DOCUMENTFRAGMENT
RECHTBANK MIDDEN-NEDERLAND

Civiel recht
kantonrechter
locatie Utrecht
zaaknummer: 10599414 UC EXPL 23-4604 CF/908
Vonnis van 13 maart 2024
inzake

1.[eiser sub 1] ,

wonende te [woonplaats 1]

2.[eiser sub 2] ,

wonende te [woonplaats 1] ,
verder ook samen te noemen: [eisers] ,
eisende partij,
gemachtigden: mr. F.J.L. Bambacht en mr. A. Ergun,
tegen:
[gedaagde],
wonende te [woonplaats 2] ,
verder ook te noemen: [gedaagde] ,
gedaagde partij,
gemachtigde: mr. T.J. Roest Crollius.

1.De procedure

1.1.
Het verloop van de procedure blijkt uit:
  • de dagvaarding van 28 juni 2023;
  • de conclusie van antwoord;
  • de mondelinge behandeling op 6 februari 2024, waarvan door de griffier aantekeningen zijn gemaakt.

OPDRACHT 1
Beantwoord aan de hand van het vonnis de volgende vragen:
(a) Op welke datum is het vonnis gewezen?
(b) Wie treedt op als gemachtigde van de gedaagde partij?
(c) Van welke datum is de dagvaarding?
OPDRACHT 2
Geef een deel van het vonnis opnieuw weer en hernoem daarin "griffier" tot "secretaris". Begin bij de woorden "1.De procedure" en stop na "aantekeningen zijn gemaakt.".
Het materiaal speelt hierbij geen enkele rol.

GETOONDE GEGEVENS
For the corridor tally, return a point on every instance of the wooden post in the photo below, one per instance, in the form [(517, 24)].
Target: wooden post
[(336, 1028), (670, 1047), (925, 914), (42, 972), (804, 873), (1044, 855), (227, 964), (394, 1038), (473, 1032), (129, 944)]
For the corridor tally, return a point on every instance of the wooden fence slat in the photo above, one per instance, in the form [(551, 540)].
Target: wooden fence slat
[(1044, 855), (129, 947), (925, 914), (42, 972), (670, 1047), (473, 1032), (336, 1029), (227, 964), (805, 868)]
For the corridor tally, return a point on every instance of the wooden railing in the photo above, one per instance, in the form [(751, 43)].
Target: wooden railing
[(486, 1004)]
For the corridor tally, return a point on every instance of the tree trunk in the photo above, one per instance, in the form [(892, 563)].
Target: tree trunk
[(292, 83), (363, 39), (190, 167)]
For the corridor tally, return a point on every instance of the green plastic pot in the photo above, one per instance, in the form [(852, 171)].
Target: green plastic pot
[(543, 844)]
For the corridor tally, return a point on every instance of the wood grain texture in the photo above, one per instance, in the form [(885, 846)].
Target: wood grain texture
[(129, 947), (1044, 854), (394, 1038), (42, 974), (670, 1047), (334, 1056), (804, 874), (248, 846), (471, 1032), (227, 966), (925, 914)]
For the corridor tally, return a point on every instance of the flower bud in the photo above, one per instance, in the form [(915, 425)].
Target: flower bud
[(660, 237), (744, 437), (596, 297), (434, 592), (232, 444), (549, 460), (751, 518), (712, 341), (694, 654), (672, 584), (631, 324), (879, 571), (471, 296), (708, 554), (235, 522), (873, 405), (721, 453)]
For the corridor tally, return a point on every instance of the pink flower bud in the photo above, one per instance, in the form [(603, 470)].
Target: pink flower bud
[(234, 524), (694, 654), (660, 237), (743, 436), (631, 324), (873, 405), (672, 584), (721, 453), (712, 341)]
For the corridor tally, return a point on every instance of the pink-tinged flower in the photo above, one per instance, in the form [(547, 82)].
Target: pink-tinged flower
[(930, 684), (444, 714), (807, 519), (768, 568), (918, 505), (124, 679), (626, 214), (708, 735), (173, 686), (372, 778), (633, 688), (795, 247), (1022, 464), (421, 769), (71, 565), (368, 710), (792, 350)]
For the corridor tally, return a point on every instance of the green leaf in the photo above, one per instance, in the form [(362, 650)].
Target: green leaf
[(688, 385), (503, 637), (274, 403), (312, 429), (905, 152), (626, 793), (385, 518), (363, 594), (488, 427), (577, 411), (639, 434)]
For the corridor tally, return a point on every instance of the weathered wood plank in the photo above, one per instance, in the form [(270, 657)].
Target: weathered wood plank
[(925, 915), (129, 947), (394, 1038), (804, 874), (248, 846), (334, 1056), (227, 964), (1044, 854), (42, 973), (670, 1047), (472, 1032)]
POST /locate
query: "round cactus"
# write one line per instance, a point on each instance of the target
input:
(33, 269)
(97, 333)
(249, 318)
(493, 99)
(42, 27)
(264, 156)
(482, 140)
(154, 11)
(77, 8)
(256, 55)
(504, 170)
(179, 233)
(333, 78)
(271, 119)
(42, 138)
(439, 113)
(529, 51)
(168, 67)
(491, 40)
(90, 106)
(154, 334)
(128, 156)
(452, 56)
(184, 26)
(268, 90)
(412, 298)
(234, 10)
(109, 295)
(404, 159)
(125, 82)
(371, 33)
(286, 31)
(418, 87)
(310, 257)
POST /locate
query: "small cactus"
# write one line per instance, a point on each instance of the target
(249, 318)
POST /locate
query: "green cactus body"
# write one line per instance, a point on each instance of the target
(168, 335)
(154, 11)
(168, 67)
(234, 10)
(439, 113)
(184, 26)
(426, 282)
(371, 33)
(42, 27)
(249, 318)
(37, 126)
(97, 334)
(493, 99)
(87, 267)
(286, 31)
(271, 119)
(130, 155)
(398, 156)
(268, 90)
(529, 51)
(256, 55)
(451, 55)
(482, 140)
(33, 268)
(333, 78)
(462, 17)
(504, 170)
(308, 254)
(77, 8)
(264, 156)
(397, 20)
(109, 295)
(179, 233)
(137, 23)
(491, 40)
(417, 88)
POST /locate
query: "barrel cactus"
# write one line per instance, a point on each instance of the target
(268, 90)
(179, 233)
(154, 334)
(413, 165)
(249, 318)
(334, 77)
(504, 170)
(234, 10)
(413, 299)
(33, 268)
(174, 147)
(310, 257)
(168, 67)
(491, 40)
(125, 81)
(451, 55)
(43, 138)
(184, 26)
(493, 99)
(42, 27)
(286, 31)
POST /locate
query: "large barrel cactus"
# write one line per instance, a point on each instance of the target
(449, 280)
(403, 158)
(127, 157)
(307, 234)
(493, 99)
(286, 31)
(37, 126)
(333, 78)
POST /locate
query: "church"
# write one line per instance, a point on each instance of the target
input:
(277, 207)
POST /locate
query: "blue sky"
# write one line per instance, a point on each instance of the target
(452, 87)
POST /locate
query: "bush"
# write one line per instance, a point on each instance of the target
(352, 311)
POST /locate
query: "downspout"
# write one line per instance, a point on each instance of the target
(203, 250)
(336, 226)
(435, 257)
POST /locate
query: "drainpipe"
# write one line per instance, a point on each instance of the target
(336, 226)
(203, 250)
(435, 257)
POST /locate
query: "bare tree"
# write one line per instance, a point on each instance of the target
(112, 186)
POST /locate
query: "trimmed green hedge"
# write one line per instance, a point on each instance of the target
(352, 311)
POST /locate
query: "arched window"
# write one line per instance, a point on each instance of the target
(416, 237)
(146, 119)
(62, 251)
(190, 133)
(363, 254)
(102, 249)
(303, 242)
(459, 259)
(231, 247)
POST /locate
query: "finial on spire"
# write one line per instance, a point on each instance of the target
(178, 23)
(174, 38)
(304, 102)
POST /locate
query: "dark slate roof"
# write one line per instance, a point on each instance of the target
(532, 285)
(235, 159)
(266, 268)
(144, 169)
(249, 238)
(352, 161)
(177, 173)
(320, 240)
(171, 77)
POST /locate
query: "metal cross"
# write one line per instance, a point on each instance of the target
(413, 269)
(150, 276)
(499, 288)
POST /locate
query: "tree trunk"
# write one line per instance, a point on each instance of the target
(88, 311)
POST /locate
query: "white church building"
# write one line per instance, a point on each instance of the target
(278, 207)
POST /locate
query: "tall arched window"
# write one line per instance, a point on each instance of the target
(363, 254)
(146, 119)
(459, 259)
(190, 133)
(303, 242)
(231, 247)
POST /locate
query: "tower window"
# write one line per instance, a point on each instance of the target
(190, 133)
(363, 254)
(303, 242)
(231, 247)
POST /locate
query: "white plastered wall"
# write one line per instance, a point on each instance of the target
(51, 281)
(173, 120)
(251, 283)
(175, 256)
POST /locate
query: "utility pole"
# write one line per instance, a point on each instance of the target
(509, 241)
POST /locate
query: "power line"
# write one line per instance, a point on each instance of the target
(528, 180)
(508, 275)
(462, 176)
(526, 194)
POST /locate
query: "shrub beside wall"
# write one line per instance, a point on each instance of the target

VERWACHT RESULTAAT 1
(a) 13 maart 2024
(b) mr. T.J. Roest Crollius
(c) 28 juni 2023

VERWACHT RESULTAAT 2
1.De procedure

1.1.
Het verloop van de procedure blijkt uit:
  • de dagvaarding van 28 juni 2023;
  • de conclusie van antwoord;
  • de mondelinge behandeling op 6 februari 2024, waarvan door de secretaris aantekeningen zijn gemaakt.